• [Provided data]:
>>>>>

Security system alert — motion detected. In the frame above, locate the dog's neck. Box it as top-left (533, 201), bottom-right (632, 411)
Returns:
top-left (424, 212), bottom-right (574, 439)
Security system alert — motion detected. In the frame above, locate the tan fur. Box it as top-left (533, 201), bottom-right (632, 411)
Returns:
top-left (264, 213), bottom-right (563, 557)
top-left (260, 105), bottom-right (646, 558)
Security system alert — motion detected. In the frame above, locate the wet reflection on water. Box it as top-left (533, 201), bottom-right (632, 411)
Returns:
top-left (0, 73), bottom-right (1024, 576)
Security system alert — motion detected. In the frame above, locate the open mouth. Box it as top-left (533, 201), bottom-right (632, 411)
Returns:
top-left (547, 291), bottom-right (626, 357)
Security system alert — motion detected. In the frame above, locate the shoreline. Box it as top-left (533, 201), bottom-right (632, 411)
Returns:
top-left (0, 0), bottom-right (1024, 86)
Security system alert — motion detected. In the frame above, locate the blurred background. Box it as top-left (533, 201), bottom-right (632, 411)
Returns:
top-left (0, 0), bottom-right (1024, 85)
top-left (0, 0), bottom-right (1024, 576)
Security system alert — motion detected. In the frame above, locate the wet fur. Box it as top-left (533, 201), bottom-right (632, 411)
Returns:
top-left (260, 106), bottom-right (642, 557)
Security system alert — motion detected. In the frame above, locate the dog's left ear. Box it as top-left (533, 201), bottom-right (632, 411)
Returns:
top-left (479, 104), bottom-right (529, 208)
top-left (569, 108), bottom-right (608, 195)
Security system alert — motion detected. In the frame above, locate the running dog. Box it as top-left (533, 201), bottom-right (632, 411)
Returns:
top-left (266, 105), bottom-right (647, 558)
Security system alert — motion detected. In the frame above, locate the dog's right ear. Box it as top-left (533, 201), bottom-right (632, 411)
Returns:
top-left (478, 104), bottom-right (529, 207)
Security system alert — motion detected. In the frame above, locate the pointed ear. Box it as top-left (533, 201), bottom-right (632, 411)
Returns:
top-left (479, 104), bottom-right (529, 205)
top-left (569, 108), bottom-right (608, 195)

<<<<<

• [Exercise]: Reproduce the lines above verbatim, every one of them, without changing anything.

• [Response]:
Security system alert — motion detected. In the frame above, locate the dog's neck. Box it as top-left (533, 201), bottom-right (632, 411)
Returns:
top-left (424, 212), bottom-right (574, 439)
Security system alert — motion detected. In the frame above, locate the tan fur. Box it as top-left (533, 201), bottom-right (632, 411)
Returns:
top-left (264, 213), bottom-right (563, 557)
top-left (260, 105), bottom-right (646, 558)
Security system alert — motion detected. In the frame above, locate the wet reflection on water. Box it as top-left (533, 201), bottom-right (632, 411)
Returns:
top-left (0, 73), bottom-right (1024, 576)
Security system alert — motion detected. In the frame above, locate the open mouth. Box it as top-left (533, 201), bottom-right (632, 411)
Returns:
top-left (547, 291), bottom-right (626, 357)
Security system alert — motion detected. In the frame above, locate the shoreline. Box it as top-left (533, 201), bottom-right (632, 411)
Returns:
top-left (0, 0), bottom-right (1024, 86)
Security system alert — motion detected. In the frame above, locate the blurred background. Box it as top-left (533, 201), bottom-right (632, 411)
Returns:
top-left (0, 0), bottom-right (1024, 85)
top-left (0, 0), bottom-right (1024, 576)
Security system alert — motion detected. In the frame above, locate the wet fur. Box it as top-left (533, 201), bottom-right (632, 411)
Returns:
top-left (260, 106), bottom-right (642, 557)
Security system alert — motion detected. In the frame above, locate the dog's left ear. Box it as top-left (533, 201), bottom-right (632, 411)
Returns:
top-left (479, 104), bottom-right (529, 208)
top-left (569, 108), bottom-right (608, 195)
Security system alert — motion detected. In the frame above, locate the running dog. Box it as top-left (533, 201), bottom-right (632, 411)
Returns:
top-left (266, 105), bottom-right (647, 558)
Security system alert — motion detected. In the frame above, locate the dog's right ear. Box it as top-left (533, 201), bottom-right (632, 411)
Returns:
top-left (478, 104), bottom-right (529, 207)
Security system alert — motion detected. In the frame above, locate the pointed ear. Box it as top-left (533, 201), bottom-right (632, 411)
Returns:
top-left (479, 104), bottom-right (529, 205)
top-left (569, 108), bottom-right (608, 195)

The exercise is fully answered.